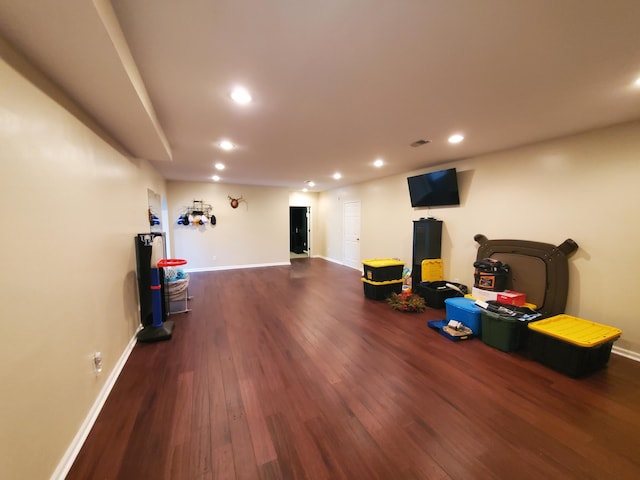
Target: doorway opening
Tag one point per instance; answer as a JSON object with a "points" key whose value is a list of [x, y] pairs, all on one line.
{"points": [[299, 232]]}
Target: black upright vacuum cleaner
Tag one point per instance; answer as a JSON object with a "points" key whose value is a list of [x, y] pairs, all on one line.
{"points": [[153, 310]]}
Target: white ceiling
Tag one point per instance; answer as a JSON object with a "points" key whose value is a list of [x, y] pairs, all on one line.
{"points": [[336, 83]]}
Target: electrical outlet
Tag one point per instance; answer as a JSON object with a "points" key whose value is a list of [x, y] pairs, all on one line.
{"points": [[97, 363]]}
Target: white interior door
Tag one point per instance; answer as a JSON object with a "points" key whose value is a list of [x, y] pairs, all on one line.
{"points": [[351, 221]]}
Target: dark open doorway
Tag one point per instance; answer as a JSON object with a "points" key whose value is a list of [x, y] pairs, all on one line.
{"points": [[299, 230]]}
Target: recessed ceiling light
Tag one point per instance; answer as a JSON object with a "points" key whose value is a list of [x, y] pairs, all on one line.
{"points": [[226, 145], [457, 138], [241, 95]]}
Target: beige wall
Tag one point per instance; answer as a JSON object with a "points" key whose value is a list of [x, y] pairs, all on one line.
{"points": [[255, 233], [70, 206], [583, 187]]}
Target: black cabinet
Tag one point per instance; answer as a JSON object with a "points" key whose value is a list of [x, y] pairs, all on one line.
{"points": [[427, 243]]}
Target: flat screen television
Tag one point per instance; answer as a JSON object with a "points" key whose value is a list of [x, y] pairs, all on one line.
{"points": [[434, 189]]}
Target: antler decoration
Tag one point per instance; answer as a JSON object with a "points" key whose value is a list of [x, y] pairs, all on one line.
{"points": [[234, 202]]}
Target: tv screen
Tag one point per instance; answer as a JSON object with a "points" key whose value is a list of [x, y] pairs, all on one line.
{"points": [[434, 189]]}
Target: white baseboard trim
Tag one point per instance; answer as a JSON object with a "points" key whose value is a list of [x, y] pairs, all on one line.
{"points": [[339, 263], [626, 353], [76, 444], [236, 267]]}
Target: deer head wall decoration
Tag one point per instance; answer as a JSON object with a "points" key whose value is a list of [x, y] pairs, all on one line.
{"points": [[234, 202]]}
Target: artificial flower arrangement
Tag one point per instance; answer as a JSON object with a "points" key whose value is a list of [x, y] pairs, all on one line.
{"points": [[406, 302]]}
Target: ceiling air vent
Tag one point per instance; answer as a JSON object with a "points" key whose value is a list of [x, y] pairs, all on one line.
{"points": [[419, 143]]}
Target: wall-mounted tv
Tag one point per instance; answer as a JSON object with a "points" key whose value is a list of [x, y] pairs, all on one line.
{"points": [[434, 189]]}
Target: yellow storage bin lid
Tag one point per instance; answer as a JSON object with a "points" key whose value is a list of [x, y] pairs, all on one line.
{"points": [[576, 330], [383, 262], [432, 270], [388, 282]]}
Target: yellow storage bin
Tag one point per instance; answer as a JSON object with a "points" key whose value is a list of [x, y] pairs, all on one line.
{"points": [[576, 330], [383, 269], [571, 345], [432, 270]]}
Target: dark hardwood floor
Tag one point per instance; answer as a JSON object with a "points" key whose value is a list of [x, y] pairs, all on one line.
{"points": [[290, 373]]}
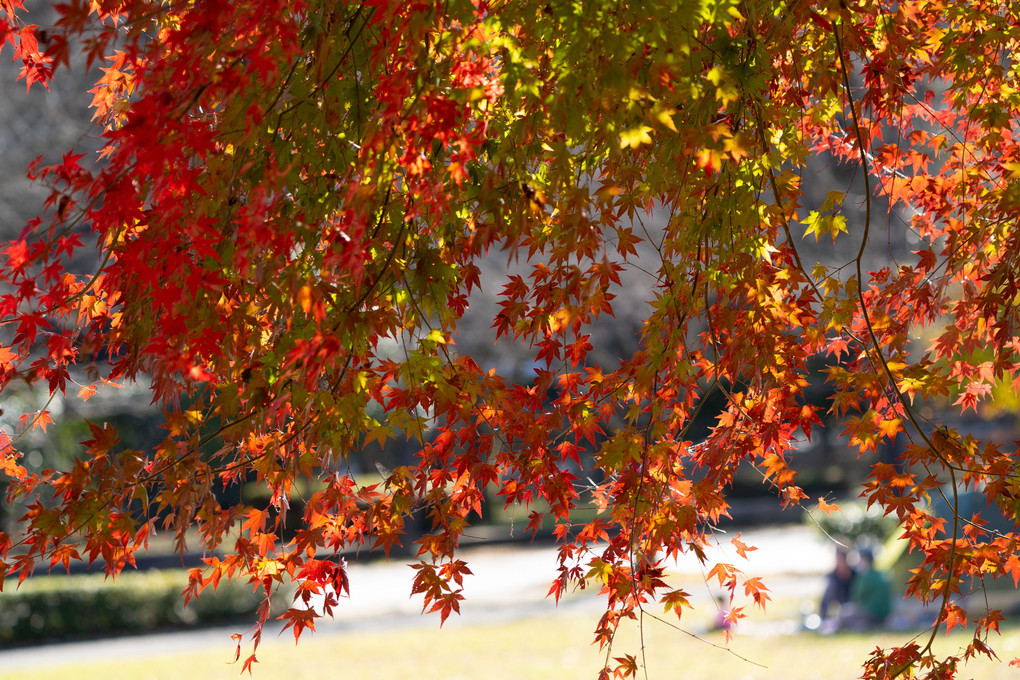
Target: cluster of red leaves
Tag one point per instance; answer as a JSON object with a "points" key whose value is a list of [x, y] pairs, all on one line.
{"points": [[290, 190]]}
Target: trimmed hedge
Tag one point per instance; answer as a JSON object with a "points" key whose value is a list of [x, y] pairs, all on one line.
{"points": [[52, 608]]}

◆ To do: Reproduce the listing above word for word, leaving out the pictures.

◆ Response to this exercise:
Target: doorway opening
Tag one point per instance; answer as a JSON object with a "points" key whose value is a list of [x, y] pairs, all on one line.
{"points": [[299, 232]]}
Target: black upright vacuum cleaner
Tag one point per instance; answer as a JSON object with a "points" key whose value is a list of [x, y] pairs, all on one line.
{"points": [[153, 310]]}
Target: white ceiling
Tag one point per instance; answer as a JSON object with a "points" key whose value is a list of [x, y] pairs, all on one line.
{"points": [[336, 83]]}
Target: electrical outlet
Tag one point per instance; answer as a JSON object with a "points" key whose value is a list of [x, y] pairs, all on one line.
{"points": [[97, 363]]}
Target: white interior door
Tag one point per instance; answer as a JSON object with a "points" key whose value is a list of [x, y] pairs, all on one line.
{"points": [[351, 221]]}
Target: dark open doorway
Tag one point per instance; answer as a JSON object with a "points" key whose value is a list of [x, y] pairs, all on one line.
{"points": [[299, 230]]}
Target: recessed ceiling light
Tag one point per instance; answer as a JSON object with a "points" key whose value is a list of [x, y] pairs, all on one line.
{"points": [[226, 145], [457, 138], [241, 95]]}
Target: beige wall
Tag one point per instance; answer as a JSON object with a "points" key whose value is a list of [x, y] pairs, all on one line.
{"points": [[255, 233], [70, 206], [583, 187]]}
Target: black cabinet
Tag one point per instance; answer as a JSON object with a "points" key whose value is a list of [x, y] pairs, all on one line.
{"points": [[427, 243]]}
Target: flat screen television
Tag one point per instance; answer as a JSON object with a "points" key whose value is a list of [x, y] pairs, all on one line.
{"points": [[434, 189]]}
Target: antler decoration
Tag one point per instance; answer as a JSON object with a "points" key whose value is a list of [x, y] pairs, all on one line.
{"points": [[234, 202]]}
Target: tv screen
Tag one point per instance; answer as a JSON object with a "points" key whose value is a list of [x, y] pairs, all on one line.
{"points": [[434, 189]]}
Target: white baseboard trim
Tag one point per instance; answer as a JSON object with a "points" key whose value is a list of [x, y] pairs, all on one line.
{"points": [[339, 263], [626, 353], [76, 444], [236, 267]]}
Target: deer head wall decoration
Tag one point per instance; answer as a JSON object with a "points" key whose value is a list of [x, y] pairs, all on one line.
{"points": [[234, 202]]}
Target: artificial flower arrangement
Tag one point per instance; answer as a JSON object with a "points" key whose value is a list of [x, y] pairs, all on one line.
{"points": [[406, 302]]}
Target: ceiling air vent
Tag one point per instance; answer as a JSON object with a "points" key whose value is a list of [x, y] pairs, all on one line.
{"points": [[419, 143]]}
Target: wall-mounted tv
Tag one point per instance; answer as a JSON object with a "points" key whose value is a list of [x, y] pairs, all on one line.
{"points": [[434, 189]]}
Target: yellow storage bin lid
Tag one point per instance; answer as a JSON object with a "points" key whose value is a list of [x, y] pairs, all on one line.
{"points": [[576, 330], [383, 262], [432, 270], [388, 282]]}
Target: yellow storage bin
Tag one point per instance; answer as a JSON object with a "points" key whose value is a list of [x, y] pairs, all on one line.
{"points": [[576, 330], [383, 269], [571, 345], [432, 270]]}
Target: dark hardwood floor
Tag one point per instance; answer as a JSON object with a "points" key whose value is a list of [x, y] pairs, all on one line.
{"points": [[290, 373]]}
Target: cluster of red leaves
Tag one point per instance; answer as a JSON object with a "points" key whose value is a list of [x, y] pairs, all on one line.
{"points": [[290, 190]]}
Target: trimmed hedge
Tag one point per instance; answer as a JSON object with a "points" key whose value is a list of [x, y] pairs, all on one line.
{"points": [[52, 608]]}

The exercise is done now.